Ivchenko-Progress ZMKB (, Zaporizhzhia Machine-Building Design Bureau "Progress" State Enterprise named after Academician O.H.Ivchenko), formerly OKB-478 and Ivchenko Lotarev, is a state design bureau that creates drafts and plans for aircraft engines in Zaporizhzhia, Ukraine whose products are widely used in both civil and military aircraft, most notably by Antonov, Beriev, Ilyushin, Tupolev, Mil and Yakovlev. The design bureau works closely with Motor Sich, the turbine manufacturer located in Zaporizhzhia which produces those engines.

Polish manufacturer PZL-Mielec used the Progress ZMKB AI-25TL engine in the PZL M15 cropduster. Both the largest plane in the world, the Antonov An-225 Mriya and the largest helicopter, the Mil Mi-26, are powered by Progress/Lotarev engines.

The bureau is administered by the Ukrainian Defense Industry and the Ministry of Industrial Policy.

History
The Company has been involved for 60 years in the design of engines to power aircraft and helicopters of various types, and  also designs drives and special equipment for industrial applications.

Three notable designers have led the development during this time:

 1945–1968: Oleksandr Heorhiiovych Ivchenko () (Oleksandr Georgijovych Ivchenko)
 1968–1989: Volodymyr Oleksiyovych Lotaryev () (Volodmyr Oleksijovych Lotarev)
 1989-2010: Fedir Mykhailovych Muravchenko ()
 2010-: Ihor Fedorovych Kravchenko ()

Initially General Oleksandr Ivchenko designed piston engines. These engines were denoted AI. Work on their first turbine engine, the TS-12, began in 1953. Since the beginning of the 1960s the company have been developing bypass gas turbine engines. Under the direction of Volodymyr Lotarev, the organization developed the first operational Soviet high-bypass turbofans, the Lotarev D-36 in 1971.

This organization is now known as Ivchenko-Progress ZMKB and is based in Ukraine. Their engines are being operated successfully by numerous airlines around the world, including Volga-Dnepr, Antonov Airlines, Enimex, and Polet.

In January 2015, Diamond Aircraft of Austria announced the first flight of the Diamond DA50-JP7 powered by a 465 hp AI-450S turboprop engine developed by Ukraine's Motor Sich JSC and Ivchenko-Progress.

LISTING:
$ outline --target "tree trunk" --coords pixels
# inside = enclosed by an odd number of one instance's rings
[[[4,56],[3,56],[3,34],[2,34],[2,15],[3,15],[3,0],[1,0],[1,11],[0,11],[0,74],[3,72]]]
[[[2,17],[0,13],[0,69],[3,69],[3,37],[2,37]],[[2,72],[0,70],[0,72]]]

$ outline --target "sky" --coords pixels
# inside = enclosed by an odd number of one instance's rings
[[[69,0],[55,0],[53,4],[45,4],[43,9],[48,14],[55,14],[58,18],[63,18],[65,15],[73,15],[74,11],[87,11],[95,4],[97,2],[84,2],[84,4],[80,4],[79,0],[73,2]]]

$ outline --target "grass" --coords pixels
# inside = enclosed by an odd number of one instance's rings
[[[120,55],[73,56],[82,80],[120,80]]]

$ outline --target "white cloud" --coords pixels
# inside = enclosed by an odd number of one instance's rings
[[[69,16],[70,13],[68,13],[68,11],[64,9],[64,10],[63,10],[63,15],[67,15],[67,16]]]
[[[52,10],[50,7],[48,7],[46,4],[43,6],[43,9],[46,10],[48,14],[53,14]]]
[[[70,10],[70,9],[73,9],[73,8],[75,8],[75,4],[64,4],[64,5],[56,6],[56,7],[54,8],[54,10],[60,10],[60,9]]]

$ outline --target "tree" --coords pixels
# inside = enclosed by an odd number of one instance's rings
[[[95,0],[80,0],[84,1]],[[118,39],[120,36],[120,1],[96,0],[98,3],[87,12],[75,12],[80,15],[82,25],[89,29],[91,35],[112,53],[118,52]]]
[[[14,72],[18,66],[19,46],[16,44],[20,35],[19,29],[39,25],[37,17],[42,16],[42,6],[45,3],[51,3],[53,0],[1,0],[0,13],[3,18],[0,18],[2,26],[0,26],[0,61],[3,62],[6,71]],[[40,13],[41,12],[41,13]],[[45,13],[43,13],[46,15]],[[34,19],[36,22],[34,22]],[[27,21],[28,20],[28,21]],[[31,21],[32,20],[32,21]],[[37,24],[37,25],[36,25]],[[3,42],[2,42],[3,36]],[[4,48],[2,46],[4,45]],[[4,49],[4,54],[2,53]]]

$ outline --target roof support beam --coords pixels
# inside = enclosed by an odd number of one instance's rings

WHAT THE EXERCISE ASKS:
Give again, word for word, the stretch of the Ivchenko-Progress text from "This organization is" through "JSC and Ivchenko-Progress.".

CORRECT OUTPUT:
This organization is now known as Ivchenko-Progress ZMKB and is based in Ukraine. Their engines are being operated successfully by numerous airlines around the world, including Volga-Dnepr, Antonov Airlines, Enimex, and Polet.

In January 2015, Diamond Aircraft of Austria announced the first flight of the Diamond DA50-JP7 powered by a 465 hp AI-450S turboprop engine developed by Ukraine's Motor Sich JSC and Ivchenko-Progress.